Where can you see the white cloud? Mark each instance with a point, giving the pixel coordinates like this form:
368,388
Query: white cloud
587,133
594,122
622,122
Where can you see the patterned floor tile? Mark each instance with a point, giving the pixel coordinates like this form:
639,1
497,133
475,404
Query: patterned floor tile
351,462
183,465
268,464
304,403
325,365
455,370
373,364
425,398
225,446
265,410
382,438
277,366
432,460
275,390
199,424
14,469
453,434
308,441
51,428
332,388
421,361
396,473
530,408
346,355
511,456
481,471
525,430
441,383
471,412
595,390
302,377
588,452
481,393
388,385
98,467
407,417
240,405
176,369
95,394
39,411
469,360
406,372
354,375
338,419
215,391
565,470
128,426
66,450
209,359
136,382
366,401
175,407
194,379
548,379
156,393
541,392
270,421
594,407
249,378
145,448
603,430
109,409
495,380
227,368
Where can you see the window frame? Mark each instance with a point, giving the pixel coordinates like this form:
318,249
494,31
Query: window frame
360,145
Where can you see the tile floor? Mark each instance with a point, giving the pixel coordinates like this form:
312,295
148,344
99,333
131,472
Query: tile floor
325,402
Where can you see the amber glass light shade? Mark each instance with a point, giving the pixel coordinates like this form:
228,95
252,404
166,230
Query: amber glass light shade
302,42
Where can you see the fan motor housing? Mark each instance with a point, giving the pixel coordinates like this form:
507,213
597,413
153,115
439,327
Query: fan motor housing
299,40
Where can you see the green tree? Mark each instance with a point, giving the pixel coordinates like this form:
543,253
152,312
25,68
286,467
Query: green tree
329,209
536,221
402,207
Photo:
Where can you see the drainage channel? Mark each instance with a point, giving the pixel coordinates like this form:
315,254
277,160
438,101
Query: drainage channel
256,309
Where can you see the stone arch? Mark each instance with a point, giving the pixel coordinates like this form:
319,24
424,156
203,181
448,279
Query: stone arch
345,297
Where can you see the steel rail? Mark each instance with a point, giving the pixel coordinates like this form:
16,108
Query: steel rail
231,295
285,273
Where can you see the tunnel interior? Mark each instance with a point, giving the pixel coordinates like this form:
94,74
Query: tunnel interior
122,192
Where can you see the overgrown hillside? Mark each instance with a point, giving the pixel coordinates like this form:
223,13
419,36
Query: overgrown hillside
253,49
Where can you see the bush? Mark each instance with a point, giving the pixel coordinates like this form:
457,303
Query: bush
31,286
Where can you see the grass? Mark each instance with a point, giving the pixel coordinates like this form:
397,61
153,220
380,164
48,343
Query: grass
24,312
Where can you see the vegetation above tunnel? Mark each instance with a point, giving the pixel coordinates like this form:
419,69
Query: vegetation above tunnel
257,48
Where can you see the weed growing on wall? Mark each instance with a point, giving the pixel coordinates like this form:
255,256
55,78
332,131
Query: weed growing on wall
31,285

==

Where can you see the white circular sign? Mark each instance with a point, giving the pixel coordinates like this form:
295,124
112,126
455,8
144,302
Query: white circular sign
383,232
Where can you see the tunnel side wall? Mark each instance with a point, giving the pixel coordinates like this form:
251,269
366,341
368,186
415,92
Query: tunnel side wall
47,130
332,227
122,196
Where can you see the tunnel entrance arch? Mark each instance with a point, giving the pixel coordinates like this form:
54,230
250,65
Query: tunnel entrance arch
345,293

--

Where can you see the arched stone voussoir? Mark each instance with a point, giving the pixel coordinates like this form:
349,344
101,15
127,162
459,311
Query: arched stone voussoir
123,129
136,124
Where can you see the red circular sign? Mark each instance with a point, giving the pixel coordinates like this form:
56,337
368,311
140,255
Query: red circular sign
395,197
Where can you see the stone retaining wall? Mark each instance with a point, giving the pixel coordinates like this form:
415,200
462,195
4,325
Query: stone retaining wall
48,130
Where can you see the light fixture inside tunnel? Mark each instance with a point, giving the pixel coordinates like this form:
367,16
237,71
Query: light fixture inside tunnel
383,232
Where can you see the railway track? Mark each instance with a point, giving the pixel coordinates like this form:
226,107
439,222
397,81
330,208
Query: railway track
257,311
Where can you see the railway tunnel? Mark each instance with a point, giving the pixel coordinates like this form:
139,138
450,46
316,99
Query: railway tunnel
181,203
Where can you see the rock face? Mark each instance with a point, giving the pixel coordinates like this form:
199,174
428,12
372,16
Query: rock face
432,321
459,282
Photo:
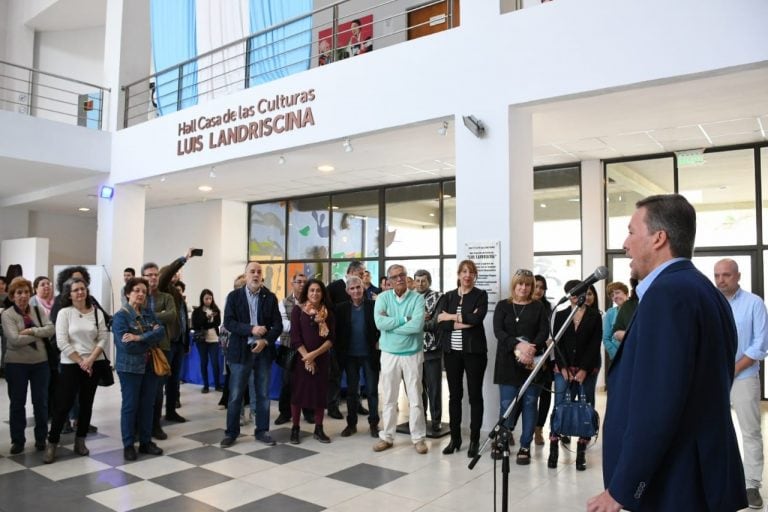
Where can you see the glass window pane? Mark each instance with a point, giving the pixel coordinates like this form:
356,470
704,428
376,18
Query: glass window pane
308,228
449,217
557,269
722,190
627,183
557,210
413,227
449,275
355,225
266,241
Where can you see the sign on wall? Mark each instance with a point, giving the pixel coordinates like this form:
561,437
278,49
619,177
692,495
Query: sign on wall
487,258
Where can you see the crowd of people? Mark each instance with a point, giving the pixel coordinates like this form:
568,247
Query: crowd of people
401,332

Goal of the exercise:
Pick out every line in the material above that contains the word "entrance" and copy each of those lines in full.

Result for this task:
Where can you see the tunnel entrance arch? Mark each instance with a point, giving the pixel coordinates like this form:
Query: tunnel entrance arch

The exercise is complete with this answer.